Natural language region descriptions:

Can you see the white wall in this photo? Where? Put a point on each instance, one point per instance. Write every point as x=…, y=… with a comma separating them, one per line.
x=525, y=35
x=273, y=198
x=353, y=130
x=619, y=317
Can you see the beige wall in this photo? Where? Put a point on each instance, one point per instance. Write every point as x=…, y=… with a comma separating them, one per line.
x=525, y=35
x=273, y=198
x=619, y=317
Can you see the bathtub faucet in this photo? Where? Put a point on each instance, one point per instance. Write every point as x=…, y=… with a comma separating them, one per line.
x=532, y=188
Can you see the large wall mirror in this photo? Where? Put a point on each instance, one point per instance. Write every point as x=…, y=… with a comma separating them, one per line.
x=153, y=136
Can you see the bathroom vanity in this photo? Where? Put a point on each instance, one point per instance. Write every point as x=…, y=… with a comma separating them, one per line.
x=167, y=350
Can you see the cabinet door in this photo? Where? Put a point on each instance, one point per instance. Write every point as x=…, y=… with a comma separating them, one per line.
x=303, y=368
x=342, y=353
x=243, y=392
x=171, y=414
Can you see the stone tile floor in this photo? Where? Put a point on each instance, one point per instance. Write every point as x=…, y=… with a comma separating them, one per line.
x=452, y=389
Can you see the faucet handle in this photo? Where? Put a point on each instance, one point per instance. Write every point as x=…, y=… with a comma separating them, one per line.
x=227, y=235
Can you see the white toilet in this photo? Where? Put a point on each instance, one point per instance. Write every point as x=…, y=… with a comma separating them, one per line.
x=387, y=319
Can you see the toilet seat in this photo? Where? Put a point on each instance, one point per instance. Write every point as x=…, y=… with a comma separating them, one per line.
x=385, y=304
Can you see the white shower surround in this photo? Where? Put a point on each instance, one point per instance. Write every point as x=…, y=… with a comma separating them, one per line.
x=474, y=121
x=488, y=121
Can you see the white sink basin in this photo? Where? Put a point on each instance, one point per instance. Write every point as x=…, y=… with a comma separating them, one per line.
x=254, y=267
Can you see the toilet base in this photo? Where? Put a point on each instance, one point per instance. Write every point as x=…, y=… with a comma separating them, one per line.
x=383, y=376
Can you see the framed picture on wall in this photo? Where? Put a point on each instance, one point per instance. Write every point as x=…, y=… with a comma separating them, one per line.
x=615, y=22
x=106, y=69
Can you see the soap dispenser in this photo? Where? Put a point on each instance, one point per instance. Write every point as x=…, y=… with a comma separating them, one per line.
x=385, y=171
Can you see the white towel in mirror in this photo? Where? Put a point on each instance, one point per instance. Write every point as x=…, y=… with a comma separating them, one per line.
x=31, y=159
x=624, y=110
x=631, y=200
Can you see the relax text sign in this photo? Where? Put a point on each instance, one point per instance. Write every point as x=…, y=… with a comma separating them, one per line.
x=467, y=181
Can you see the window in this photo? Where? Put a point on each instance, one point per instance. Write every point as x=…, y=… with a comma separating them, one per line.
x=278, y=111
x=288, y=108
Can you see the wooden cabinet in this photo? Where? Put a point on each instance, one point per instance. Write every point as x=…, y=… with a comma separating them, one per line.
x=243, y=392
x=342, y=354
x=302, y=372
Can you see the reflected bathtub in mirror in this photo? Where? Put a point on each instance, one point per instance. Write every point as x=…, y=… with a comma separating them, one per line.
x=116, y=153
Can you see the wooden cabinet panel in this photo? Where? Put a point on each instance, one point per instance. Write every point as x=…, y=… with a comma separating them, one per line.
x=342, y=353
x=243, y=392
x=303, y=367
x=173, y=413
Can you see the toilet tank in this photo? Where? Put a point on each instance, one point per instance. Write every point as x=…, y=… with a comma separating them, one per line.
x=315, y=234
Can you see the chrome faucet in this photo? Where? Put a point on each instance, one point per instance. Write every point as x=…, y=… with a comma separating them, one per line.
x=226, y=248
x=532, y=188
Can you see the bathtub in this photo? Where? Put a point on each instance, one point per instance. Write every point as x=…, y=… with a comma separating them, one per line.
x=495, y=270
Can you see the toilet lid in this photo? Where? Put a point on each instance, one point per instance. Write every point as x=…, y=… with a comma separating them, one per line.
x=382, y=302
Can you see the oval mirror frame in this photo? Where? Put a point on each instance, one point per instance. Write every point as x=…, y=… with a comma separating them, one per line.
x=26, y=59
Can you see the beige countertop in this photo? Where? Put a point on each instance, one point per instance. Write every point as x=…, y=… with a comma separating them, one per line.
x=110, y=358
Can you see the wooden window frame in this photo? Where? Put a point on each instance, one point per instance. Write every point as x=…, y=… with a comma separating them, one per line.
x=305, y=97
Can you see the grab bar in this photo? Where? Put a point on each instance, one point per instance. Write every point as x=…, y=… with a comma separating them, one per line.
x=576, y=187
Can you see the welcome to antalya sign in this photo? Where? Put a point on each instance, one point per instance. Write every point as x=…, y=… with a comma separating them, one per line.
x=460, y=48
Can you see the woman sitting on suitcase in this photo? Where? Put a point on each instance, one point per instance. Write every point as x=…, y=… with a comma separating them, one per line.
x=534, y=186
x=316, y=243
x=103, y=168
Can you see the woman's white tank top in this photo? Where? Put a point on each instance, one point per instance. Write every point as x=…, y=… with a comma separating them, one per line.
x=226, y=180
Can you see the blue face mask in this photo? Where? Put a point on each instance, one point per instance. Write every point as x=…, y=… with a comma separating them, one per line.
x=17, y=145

(What the exercise asks)
Print the records above exactly as they appear.

(Worked solution)
Can you see the white wall in this photo? Where? Put a point on each instance, one point per instance. Write every point as x=…, y=… with a comma separating them, one per line.
x=525, y=35
x=273, y=198
x=353, y=130
x=619, y=317
Can you see the beige wall in this photo? Where? Put a point on each instance, one point per instance. Write every point as x=…, y=… with a comma separating them, one per line.
x=525, y=35
x=273, y=198
x=619, y=317
Can you see the bathtub faucet in this photo? Where? Put a point on each instance, one point per instance. Write every point as x=…, y=… with a comma separating them, one per line.
x=532, y=188
Can you see the large wall mirror in this photo? Where? Put a point on each instance, one point per instance. Write every point as x=…, y=… with a comma separating them, one per line.
x=153, y=136
Can you see the bathroom vanity in this photo? Where? Put a point on each instance, one point per instance. Write every point as x=…, y=… with a comma separating them, one per line.
x=167, y=350
Can you see the cabinet door in this photo? Where? Put a point on each instance, one point per instance. Write every point as x=…, y=… with a comma separating them, one per line.
x=303, y=368
x=342, y=353
x=243, y=392
x=171, y=414
Can you see the stone tile floor in this photo? Where? Put a point on each instance, one point per instance. Write every point as x=…, y=… with a comma separating them, one per line.
x=452, y=389
Can you see the faucet handle in this photo? Where? Put a point on each instance, one point per instance. Write every point as x=…, y=… with a comma separating them, one per line.
x=227, y=235
Can you see the white toilet in this photo? Where? Put a point on each instance, one point per instance. Write every point as x=…, y=… with a comma separating them, one per line.
x=387, y=319
Can you see the toilet seat in this photo? Where? Put a point on each instance, one point per instance. Write every point as x=…, y=… with a comma separating them, one per line.
x=385, y=304
Can you see the white shower surround in this photo? Where? Put a point on each instance, one point per instance. Write every point as x=…, y=… with a comma separating them, one per line.
x=474, y=121
x=488, y=121
Can you see the white sink basin in this photo? Where? Put a point on each instance, one point per instance. Write every point as x=…, y=… with a comma separating them, one per line.
x=254, y=267
Can you see the toilet base in this photo? Where? Put a point on each instance, one point per instance. Write every point as x=…, y=… with a comma separating them, one per line.
x=383, y=376
Can you see the framed picture on wall in this photo? Where? Put a point on each instance, one point per instance. Write every point as x=…, y=… with a comma separating them, one per line.
x=615, y=22
x=106, y=69
Can you see the soap dispenser in this photo? Where? Put a point on each instance, one point per instance. Write every point as x=…, y=… with a comma separating them, one per line.
x=385, y=171
Can you see the white towel in mirror in this photo? Where? Put a point on each instance, one point per instance. Write every point as x=…, y=… with a comma separating them, one per line.
x=31, y=159
x=624, y=110
x=631, y=200
Can you see the relax text sign in this photo? Where? Put a point on each instance, one point per instance. Write every point as x=…, y=… with a comma separating them, one per line.
x=467, y=181
Can you see the window in this photo? Where? Put a point on each instance, one point per instance. Write every point as x=…, y=… with a comma separating them, one per line.
x=278, y=111
x=288, y=108
Can you see the wooden cabinet in this photo? Where? Put a point on each instance, one point per instance. Write every point as x=…, y=… with a comma separating them, one per line.
x=243, y=392
x=342, y=354
x=302, y=372
Can you see the reflected bathtub in mirror in this photo? Where? Put a point on each instance, one point per instance. Write every point as x=…, y=… with a comma separating them, one per line.
x=116, y=153
Can you see the wooden cabinet panel in this photo? Where? Put a point on each instance, one point per instance. Write every point as x=…, y=… with a comma separating them, one per line.
x=342, y=353
x=243, y=392
x=303, y=367
x=173, y=413
Can you see the toilet tank in this photo? Where? Put a point on each instance, one point per instance. Write every point as x=…, y=… with a comma separating them, one per line.
x=315, y=234
Can you see the chrome faucet in this photo? Where? Put a point on each instance, one point per instance. Write every point as x=…, y=… with a comma separating them, one per line.
x=226, y=248
x=532, y=188
Can you see the bathtub in this photo? Where? Put a point on each instance, one point per instance. Write every point as x=…, y=… with a comma separating them, one per line.
x=495, y=270
Can you see the toilet lid in this photo? Where? Put a point on each instance, one point per instance. Write every point as x=…, y=… with a comma separating them, one per line.
x=382, y=302
Can you see the oval mirror frame in this photo? Where? Put a point on each instance, one point per instance. Write every point as x=…, y=… with a comma separating them, one per line.
x=26, y=59
Can you see the beige countertop in this photo? Where? Put a point on each instance, one point per instance. Write every point as x=…, y=… with a comma separating them, one per line.
x=110, y=358
Can you see the wooden window frame in this photo? Where? Put a point on each instance, one point per instance. Write every point as x=…, y=… with a comma separating them, one per line.
x=305, y=97
Can you see the grab bar in this photo? Where? Put a point on each instance, one point per instance. Write every point as x=…, y=… with a comma separating them, one per line.
x=576, y=187
Can you see the welcome to antalya sign in this photo? Where? Put a point on each instance, one point per instance. Write every point as x=…, y=… with a comma separating them, one per line.
x=460, y=48
Can you see the woman sitting on suitcase in this photo? Where? Put a point on each instance, one point per instance. Write every point as x=…, y=… with a comma separating them, one per line.
x=534, y=186
x=316, y=243
x=103, y=168
Can you see the woman's white tank top in this photo? Where? Put a point on each instance, one point per instance. Write every point as x=…, y=… with a comma separating them, one per line.
x=226, y=180
Can you see the blue face mask in this photo? Where? Put a point on each instance, one point per instance. Write every point as x=…, y=… with a comma separating them, one per line.
x=17, y=145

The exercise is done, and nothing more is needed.